*Written exercise:*
Put every line of the listing below, from its first line down to the line containing "[122,109,128,120]", both ends included, into a JSON list of strings with one string per line, leaving out blank lines and the pictures.

*Information supplied:*
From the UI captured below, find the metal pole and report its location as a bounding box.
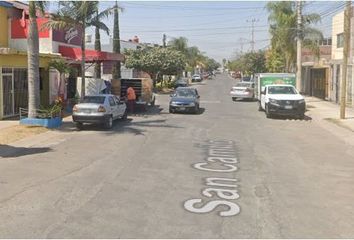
[296,1,302,92]
[340,1,351,119]
[247,18,259,52]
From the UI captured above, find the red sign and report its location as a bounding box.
[11,18,49,39]
[53,28,82,46]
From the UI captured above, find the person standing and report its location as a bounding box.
[127,87,136,114]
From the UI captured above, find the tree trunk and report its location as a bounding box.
[81,23,86,100]
[112,1,122,79]
[27,1,40,118]
[95,21,101,78]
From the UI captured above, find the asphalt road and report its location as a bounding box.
[0,75,354,238]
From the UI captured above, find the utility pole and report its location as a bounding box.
[296,0,302,92]
[162,34,167,47]
[238,38,247,54]
[340,1,352,119]
[247,18,259,52]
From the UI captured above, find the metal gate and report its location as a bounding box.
[2,68,28,117]
[2,68,14,117]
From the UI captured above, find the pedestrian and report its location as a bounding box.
[127,87,136,114]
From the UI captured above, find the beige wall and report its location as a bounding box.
[0,7,8,48]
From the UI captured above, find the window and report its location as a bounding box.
[109,97,116,107]
[337,33,344,48]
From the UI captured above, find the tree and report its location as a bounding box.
[267,1,323,72]
[27,1,46,118]
[112,1,123,80]
[125,47,186,86]
[228,50,267,75]
[168,37,188,55]
[92,8,112,78]
[45,1,111,99]
[49,59,72,96]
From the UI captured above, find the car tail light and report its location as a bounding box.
[97,106,106,112]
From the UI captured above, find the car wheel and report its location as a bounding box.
[75,122,84,130]
[298,113,305,120]
[265,104,272,118]
[104,116,113,129]
[194,105,199,114]
[122,109,128,120]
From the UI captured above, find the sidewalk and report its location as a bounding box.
[0,116,72,145]
[305,97,354,132]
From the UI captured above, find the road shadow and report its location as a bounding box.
[128,105,163,117]
[170,108,205,115]
[106,118,182,135]
[271,115,312,121]
[232,98,257,102]
[0,144,52,158]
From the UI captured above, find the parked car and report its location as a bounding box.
[260,84,306,119]
[230,82,254,101]
[192,74,202,82]
[241,76,252,82]
[175,78,188,88]
[72,94,127,129]
[169,87,200,113]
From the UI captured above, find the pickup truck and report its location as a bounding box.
[255,73,306,119]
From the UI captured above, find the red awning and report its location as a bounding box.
[59,46,124,62]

*Output for this exercise:*
[
  "From the UI captured below, find the metal pole and report its location as a bounding box.",
  "[296,1,302,92]",
  "[340,1,351,119]",
  "[247,18,259,52]",
  "From the UI captured above, find the red sign and report its location as a bounding box.",
  "[11,18,49,39]",
  "[53,28,82,46]",
  "From the UI captured above, find the person standing and report its location as a bounding box.",
  "[127,87,136,114]",
  "From the UI captured above, find the tree trunk and report its location as a bounding box.",
  "[81,23,86,100]",
  "[112,1,122,79]",
  "[27,1,40,118]",
  "[95,21,101,78]",
  "From the UI captured above, find the asphalt road and report its location as a bounding box.",
  "[0,75,354,238]",
  "From the UI captured above, find the utility pole and report its location as a bounding box.",
  "[296,0,302,92]",
  "[162,34,167,47]",
  "[238,38,247,54]",
  "[340,1,352,119]",
  "[247,18,259,52]",
  "From the UI captured above, find the metal gate and report its location as a bounding box.",
  "[2,68,28,117]",
  "[2,68,14,117]",
  "From the UI captured above, find the pedestrian and report its location as a bounding box.",
  "[127,87,136,114]",
  "From the UI captured above, find the beige wall and report its location as a bounding box.",
  "[0,7,8,48]",
  "From the UI captured above, find the window and report its location as a bounding box.",
  "[109,97,116,107]",
  "[337,33,344,48]",
  "From the UI captured above, find the tree and report its location as a bounding box.",
  "[267,1,323,72]",
  "[27,1,46,118]",
  "[112,1,123,80]",
  "[125,47,186,86]",
  "[228,50,267,75]",
  "[168,37,188,55]",
  "[92,8,112,78]",
  "[45,1,111,99]",
  "[49,59,72,96]",
  "From the UI captured above, find the car tail light and report its location as a bounding box.",
  "[97,106,106,112]",
  "From the UI captured above, find the car wheel and report its location as a bounding box.",
  "[75,122,84,130]",
  "[298,113,305,120]",
  "[265,104,272,118]",
  "[104,116,113,129]",
  "[194,105,199,114]",
  "[122,109,128,120]"
]